What the task asks:
Copy the soccer post starting with "That’s one reason" and going on through "it worth watching.", replacing "baseball" with "hockey" each time it appears.

─── Quoted text ───

One more reason soccer (yes soccer) sucks

The great part about being American is that I’m entitled to be an arrogant snob. We do our things our way, and when the Democrats are not in power we don’t really care what the rest of the world thinks about our choices.

That’s one reason soccer never really caught on in America. Instead of following the rest of the world’s lead, we came up with more entertaining sports and relegated soccer to second tier status. We have football, baseball, and basketball. We don’t need a sport that requires inebriation in order to find it worth watching.

When I considered the end to the recent World Cup final, I got pissed off (no I didn’t subject myself to actually watch it). Yes, I wanted America to win because it’s amusing to have us beat the world at something we barely care about, but it pissed me off because it seems an absurd way to end such a thing. I get having methods that keep a sporting event from going on forever. This is even more important when you are mid-tournament. A game that goes on forever in the middle of a tournament can wreck scheduling and the like. Having said that, football doesn’t have field goals to decide a winner (close but not quite) in overtime, basketball doesn’t have a three point contest in overtime to decide a winner, and baseball doesn’t have a home run derby to end the game.

─── Recorded data ───

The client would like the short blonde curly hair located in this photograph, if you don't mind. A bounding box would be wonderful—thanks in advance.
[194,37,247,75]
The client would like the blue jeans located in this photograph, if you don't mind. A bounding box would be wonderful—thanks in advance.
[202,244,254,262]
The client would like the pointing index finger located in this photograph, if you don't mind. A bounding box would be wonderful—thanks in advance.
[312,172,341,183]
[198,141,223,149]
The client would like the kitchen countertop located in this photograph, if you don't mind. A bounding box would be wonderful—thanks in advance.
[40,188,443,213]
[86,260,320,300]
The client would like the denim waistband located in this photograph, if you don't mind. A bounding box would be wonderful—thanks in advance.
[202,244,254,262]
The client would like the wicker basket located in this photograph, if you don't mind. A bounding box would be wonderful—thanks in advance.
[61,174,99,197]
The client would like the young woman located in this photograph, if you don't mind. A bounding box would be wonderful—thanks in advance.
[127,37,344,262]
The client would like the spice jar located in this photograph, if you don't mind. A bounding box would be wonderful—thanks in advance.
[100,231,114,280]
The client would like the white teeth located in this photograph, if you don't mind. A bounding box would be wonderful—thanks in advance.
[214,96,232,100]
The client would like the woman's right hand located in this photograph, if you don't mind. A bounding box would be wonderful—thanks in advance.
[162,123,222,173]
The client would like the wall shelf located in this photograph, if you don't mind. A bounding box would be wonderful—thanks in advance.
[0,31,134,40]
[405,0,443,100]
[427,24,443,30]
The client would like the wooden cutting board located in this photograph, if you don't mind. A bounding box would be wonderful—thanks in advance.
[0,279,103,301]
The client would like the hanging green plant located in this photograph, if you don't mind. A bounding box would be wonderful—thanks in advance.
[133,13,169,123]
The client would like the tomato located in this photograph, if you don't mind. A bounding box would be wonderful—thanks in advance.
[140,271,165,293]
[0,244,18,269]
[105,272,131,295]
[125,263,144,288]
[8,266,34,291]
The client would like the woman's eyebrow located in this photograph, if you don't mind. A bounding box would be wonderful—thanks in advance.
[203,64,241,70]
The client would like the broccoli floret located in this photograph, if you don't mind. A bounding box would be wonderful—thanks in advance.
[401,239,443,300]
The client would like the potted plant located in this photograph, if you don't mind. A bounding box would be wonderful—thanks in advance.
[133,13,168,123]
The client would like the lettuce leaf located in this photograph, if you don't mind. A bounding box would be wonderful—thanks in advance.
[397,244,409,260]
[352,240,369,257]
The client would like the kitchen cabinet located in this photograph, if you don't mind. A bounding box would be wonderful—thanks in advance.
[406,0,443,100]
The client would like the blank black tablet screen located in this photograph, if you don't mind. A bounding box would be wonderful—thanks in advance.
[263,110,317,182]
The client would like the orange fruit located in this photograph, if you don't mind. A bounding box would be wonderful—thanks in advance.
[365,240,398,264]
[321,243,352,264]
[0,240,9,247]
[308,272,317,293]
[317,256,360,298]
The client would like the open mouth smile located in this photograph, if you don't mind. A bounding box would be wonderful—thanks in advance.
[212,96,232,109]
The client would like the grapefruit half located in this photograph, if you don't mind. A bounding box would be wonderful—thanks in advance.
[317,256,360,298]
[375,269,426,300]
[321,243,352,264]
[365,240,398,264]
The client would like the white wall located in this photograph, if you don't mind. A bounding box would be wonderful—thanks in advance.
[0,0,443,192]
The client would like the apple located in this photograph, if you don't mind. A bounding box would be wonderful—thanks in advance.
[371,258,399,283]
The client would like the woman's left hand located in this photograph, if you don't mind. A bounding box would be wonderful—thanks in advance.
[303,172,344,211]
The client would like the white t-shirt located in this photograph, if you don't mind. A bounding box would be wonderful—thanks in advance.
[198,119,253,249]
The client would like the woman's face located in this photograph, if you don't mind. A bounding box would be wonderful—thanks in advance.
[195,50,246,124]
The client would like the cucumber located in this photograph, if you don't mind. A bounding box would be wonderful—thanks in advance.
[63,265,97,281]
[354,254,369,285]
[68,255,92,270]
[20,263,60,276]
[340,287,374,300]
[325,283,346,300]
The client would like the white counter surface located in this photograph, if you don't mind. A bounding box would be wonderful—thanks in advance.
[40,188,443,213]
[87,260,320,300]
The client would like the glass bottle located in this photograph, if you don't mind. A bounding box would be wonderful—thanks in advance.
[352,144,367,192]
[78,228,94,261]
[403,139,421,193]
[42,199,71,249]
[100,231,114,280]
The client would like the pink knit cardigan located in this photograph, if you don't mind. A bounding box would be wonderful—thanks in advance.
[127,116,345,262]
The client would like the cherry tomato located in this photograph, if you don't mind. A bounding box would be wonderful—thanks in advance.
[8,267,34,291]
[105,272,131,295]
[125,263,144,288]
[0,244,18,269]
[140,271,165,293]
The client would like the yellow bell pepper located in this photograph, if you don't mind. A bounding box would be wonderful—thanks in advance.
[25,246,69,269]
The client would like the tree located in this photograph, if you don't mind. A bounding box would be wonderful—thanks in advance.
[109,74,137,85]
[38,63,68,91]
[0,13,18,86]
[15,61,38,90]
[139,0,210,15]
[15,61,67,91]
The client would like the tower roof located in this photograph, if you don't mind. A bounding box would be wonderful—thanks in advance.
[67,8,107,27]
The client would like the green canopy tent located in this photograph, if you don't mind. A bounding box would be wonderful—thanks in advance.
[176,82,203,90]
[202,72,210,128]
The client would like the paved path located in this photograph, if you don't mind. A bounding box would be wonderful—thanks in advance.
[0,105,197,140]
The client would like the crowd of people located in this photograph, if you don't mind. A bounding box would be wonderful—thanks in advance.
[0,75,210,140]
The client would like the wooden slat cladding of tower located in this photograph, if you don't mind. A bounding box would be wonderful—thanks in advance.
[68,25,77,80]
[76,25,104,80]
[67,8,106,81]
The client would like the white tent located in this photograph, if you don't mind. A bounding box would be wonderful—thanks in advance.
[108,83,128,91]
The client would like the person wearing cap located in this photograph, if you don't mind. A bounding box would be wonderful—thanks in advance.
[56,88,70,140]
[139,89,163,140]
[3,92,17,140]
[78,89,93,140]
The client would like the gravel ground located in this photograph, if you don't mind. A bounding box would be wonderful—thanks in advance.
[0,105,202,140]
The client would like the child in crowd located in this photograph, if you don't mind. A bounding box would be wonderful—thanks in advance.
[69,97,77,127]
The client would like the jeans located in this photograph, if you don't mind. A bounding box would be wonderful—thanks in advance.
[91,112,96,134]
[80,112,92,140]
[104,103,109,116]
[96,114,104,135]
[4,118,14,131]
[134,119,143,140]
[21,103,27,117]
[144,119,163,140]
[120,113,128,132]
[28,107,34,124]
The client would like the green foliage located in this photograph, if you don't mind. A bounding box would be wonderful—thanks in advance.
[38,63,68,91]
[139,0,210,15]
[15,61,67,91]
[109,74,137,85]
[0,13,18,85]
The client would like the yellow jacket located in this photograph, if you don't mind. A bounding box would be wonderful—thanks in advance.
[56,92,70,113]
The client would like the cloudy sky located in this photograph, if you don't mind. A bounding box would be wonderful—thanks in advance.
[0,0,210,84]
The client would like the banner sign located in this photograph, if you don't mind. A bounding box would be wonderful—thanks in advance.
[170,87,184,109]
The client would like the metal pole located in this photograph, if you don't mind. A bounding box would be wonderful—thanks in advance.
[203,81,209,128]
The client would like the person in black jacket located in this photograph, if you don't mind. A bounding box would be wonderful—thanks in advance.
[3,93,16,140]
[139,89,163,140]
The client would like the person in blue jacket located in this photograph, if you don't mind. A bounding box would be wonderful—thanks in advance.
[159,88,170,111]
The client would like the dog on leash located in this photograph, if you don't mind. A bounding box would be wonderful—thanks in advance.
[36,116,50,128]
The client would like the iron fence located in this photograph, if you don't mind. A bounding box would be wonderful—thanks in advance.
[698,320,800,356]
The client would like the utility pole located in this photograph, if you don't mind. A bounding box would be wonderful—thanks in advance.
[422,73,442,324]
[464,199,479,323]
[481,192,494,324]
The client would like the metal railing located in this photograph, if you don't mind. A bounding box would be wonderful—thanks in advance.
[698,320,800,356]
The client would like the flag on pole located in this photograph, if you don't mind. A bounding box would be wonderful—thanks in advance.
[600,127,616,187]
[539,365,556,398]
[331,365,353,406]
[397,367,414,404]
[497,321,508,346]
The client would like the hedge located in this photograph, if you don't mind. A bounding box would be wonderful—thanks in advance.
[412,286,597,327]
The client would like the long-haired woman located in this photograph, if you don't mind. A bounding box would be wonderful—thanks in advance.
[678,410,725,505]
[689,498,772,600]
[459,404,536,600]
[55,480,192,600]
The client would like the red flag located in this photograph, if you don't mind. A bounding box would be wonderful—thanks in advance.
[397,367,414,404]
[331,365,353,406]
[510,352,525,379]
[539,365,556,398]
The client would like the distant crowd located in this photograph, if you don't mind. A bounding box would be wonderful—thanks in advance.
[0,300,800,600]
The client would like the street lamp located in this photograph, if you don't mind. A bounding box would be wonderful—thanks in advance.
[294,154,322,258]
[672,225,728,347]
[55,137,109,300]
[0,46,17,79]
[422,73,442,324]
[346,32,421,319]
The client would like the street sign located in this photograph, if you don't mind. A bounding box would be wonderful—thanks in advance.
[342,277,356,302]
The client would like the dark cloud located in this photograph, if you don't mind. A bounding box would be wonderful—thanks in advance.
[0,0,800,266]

───

Exercise answer:
That’s one reason soccer never really caught on in America. Instead of following the rest of the world’s lead, we came up with more entertaining sports and relegated soccer to second tier status. We have football, hockey, and basketball. We don’t need a sport that requires inebriation in order to find it worth watching.